I first heard of Mrs. Nelson’s Toy & Book Shop when it won the Parnell Award last year.  The Parnell Award is given to bookstores that excel in promoting books to young people.  After stopping by last month, it’s clear why they won.  The store is stocked with great books and toys for newborns to YA readers.  I enjoyed walking through the picture book section, it brought back memories of wonderful hours spent reading to my kids. I noticed that since my kids have passed this stage, I tend to gravitate toward the books that were our favorites rather than explore any new books.  So I’ll use this platform to pitch my two favorite children’s books, the ones I give at every baby shower:  Time for Bed by Mem Fox, illustrated by Jane Dyer and Chicka Chicka Boom Boom by Bill Martin Jr., John Archambault and Louis Ehlert.

## [Data lines]
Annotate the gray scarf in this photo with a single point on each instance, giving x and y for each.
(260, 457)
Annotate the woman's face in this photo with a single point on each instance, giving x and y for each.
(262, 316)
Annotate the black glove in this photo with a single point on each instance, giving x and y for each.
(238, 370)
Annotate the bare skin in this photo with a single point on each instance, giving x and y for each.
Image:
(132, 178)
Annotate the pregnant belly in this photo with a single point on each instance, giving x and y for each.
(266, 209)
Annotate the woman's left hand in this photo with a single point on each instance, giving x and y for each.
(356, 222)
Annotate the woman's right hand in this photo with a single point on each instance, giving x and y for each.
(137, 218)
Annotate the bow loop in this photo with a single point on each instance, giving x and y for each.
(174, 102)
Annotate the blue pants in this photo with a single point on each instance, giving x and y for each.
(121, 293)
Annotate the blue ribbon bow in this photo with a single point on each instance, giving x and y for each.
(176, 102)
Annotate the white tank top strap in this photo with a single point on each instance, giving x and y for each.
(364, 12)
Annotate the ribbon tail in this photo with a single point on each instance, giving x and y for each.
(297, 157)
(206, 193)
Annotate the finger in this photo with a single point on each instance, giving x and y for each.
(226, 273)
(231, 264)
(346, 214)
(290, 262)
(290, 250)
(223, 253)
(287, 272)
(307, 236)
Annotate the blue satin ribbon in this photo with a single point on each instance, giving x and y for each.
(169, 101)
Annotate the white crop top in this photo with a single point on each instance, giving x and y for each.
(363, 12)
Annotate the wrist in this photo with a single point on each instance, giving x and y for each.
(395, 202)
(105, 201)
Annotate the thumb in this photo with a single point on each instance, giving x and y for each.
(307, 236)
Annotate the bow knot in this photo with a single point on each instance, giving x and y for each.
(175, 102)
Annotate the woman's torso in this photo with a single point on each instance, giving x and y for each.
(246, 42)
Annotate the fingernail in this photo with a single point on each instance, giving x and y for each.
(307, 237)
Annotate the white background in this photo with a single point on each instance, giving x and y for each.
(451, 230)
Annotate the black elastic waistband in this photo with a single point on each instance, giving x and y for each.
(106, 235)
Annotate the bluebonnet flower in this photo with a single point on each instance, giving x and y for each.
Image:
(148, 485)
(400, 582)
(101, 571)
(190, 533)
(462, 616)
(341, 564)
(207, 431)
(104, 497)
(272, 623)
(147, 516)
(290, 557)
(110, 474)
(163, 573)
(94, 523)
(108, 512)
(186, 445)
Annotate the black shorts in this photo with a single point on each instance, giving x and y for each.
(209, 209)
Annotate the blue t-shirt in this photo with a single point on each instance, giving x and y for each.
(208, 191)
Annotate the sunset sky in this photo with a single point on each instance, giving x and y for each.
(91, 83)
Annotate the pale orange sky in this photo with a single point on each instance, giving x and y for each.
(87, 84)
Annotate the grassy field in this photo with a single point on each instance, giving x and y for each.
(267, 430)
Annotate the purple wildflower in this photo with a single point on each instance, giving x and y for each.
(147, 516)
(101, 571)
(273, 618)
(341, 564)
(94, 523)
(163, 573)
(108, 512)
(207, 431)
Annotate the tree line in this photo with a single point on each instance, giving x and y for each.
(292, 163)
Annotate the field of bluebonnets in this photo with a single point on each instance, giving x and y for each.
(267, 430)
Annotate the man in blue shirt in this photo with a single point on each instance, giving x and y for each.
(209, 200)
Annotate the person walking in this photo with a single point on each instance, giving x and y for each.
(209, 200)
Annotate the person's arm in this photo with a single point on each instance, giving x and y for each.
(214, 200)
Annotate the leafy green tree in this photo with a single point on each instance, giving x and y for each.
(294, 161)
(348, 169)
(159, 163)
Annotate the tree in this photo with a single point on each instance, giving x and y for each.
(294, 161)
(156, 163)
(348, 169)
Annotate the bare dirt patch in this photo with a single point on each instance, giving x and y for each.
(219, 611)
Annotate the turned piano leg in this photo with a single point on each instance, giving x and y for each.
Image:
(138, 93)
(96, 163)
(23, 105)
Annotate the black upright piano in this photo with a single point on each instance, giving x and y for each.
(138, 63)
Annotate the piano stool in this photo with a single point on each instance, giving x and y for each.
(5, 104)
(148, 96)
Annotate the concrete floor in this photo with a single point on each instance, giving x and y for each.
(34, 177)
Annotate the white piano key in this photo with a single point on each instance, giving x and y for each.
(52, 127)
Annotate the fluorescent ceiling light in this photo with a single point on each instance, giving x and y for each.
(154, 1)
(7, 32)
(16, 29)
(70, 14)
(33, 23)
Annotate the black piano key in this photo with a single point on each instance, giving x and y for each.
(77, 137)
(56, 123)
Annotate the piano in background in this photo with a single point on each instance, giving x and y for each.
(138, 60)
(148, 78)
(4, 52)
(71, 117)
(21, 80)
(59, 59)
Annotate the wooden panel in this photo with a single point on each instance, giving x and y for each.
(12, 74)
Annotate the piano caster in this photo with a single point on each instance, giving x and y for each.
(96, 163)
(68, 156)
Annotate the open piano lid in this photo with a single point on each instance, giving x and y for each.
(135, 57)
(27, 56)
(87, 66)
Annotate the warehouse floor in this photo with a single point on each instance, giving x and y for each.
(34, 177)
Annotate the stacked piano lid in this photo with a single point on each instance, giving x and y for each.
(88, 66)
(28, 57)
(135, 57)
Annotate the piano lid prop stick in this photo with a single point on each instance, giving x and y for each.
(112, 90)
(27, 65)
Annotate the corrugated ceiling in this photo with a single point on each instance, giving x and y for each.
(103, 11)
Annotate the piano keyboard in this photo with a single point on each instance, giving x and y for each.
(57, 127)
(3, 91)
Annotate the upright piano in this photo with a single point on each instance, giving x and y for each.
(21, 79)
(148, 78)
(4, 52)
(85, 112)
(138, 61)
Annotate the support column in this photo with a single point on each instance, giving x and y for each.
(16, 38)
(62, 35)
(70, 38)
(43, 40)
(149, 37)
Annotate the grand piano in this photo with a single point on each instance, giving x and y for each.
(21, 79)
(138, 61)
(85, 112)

## [To-do list]
a – Answer these questions using the shop review, one answer per line:
(i) What award did Mrs. Nelson’s Toy & Book Shop win last year?
(ii) Which section of the store did the writer enjoy walking through?
(iii) Which two books does the writer give at every baby shower?
b – Reproduce everything in the shop review from "I first heard" down to "and Louis Ehlert.".
The lines placed after the shop review are separate material with no connection to it.

## [Answers to the tasks]
a –
(i) The Parnell Award.
(ii) The picture book section.
(iii) Time for Bed by Mem Fox, illustrated by Jane Dyer, and Chicka Chicka Boom Boom by Bill Martin Jr., John Archambault and Louis Ehlert.

b –
I first heard of Mrs. Nelson’s Toy & Book Shop when it won the Parnell Award last year.  The Parnell Award is given to bookstores that excel in promoting books to young people.  After stopping by last month, it’s clear why they won.  The store is stocked with great books and toys for newborns to YA readers.  I enjoyed walking through the picture book section, it brought back memories of wonderful hours spent reading to my kids. I noticed that since my kids have passed this stage, I tend to gravitate toward the books that were our favorites rather than explore any new books.  So I’ll use this platform to pitch my two favorite children’s books, the ones I give at every baby shower:  Time for Bed by Mem Fox, illustrated by Jane Dyer and Chicka Chicka Boom Boom by Bill Martin Jr., John Archambault and Louis Ehlert.